## Your instructions
Copy out the records from the line containing "Tag every instance of the small" through the line containing "x=298 y=262", changing "campus building" to "college building" and keeping everything else the same.

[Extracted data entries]
/---

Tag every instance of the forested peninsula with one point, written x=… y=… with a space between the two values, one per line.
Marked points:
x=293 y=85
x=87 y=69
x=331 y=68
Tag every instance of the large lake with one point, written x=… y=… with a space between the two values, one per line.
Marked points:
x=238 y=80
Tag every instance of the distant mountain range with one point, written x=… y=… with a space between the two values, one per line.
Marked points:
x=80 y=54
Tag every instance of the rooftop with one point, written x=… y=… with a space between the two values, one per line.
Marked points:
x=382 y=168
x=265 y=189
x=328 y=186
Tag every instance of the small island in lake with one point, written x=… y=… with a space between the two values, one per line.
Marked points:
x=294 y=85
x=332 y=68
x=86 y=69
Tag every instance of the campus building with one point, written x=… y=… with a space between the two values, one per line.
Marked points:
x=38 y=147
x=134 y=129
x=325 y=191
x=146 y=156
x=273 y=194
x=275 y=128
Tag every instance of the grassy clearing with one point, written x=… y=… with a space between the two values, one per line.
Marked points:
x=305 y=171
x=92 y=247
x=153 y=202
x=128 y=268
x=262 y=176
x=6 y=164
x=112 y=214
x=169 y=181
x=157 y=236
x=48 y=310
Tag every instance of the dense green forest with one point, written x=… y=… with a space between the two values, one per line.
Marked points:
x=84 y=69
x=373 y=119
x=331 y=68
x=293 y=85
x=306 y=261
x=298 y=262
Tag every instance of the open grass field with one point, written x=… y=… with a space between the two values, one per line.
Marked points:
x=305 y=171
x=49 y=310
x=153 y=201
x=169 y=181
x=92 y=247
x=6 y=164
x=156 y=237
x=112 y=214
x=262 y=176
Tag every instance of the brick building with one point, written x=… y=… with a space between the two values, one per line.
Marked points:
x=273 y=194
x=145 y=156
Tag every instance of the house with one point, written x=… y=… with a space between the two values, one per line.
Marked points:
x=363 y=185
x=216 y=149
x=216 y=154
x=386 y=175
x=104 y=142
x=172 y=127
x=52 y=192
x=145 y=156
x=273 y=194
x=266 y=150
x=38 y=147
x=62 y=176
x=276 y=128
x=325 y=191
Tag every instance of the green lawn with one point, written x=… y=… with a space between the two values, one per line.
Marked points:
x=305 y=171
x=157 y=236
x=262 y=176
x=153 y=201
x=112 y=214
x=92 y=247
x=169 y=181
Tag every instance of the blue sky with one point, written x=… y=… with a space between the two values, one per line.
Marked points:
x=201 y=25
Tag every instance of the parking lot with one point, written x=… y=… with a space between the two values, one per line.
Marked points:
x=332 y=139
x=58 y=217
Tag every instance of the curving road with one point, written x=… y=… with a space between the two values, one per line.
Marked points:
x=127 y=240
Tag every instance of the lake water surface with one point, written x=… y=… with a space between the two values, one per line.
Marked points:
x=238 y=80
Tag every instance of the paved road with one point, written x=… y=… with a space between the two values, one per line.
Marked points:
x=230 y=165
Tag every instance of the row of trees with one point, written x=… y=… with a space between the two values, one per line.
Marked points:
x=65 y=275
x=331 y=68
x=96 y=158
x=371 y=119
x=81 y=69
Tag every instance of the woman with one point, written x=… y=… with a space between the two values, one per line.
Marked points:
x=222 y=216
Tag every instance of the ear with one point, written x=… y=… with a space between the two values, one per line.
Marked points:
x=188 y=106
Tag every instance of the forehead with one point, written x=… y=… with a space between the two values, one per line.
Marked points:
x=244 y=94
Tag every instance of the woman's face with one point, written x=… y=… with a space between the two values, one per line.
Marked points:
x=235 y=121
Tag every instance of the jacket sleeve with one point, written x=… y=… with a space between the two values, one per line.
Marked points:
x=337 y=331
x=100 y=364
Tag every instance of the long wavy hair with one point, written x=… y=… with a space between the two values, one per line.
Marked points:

\---

## Result for this exercise
Tag every instance of the small island in lake with one point, written x=… y=… with a space between the two values, one per line.
Marked points:
x=294 y=85
x=332 y=68
x=86 y=69
Tag every instance of the college building with one point, written x=… y=… with a space between the two values, one per line.
Marked points:
x=38 y=147
x=134 y=129
x=325 y=191
x=146 y=156
x=273 y=194
x=275 y=128
Tag every instance of the grassy clearing with one point, written x=… y=… with a space between the two values, one per line.
Marked points:
x=305 y=171
x=92 y=247
x=153 y=202
x=128 y=268
x=262 y=176
x=6 y=164
x=112 y=214
x=169 y=181
x=157 y=236
x=48 y=310
Tag every instance of the dense green forest with one point, written x=… y=… with a space between the two values, one per line.
Marked points:
x=84 y=69
x=373 y=119
x=331 y=68
x=293 y=85
x=306 y=261
x=298 y=262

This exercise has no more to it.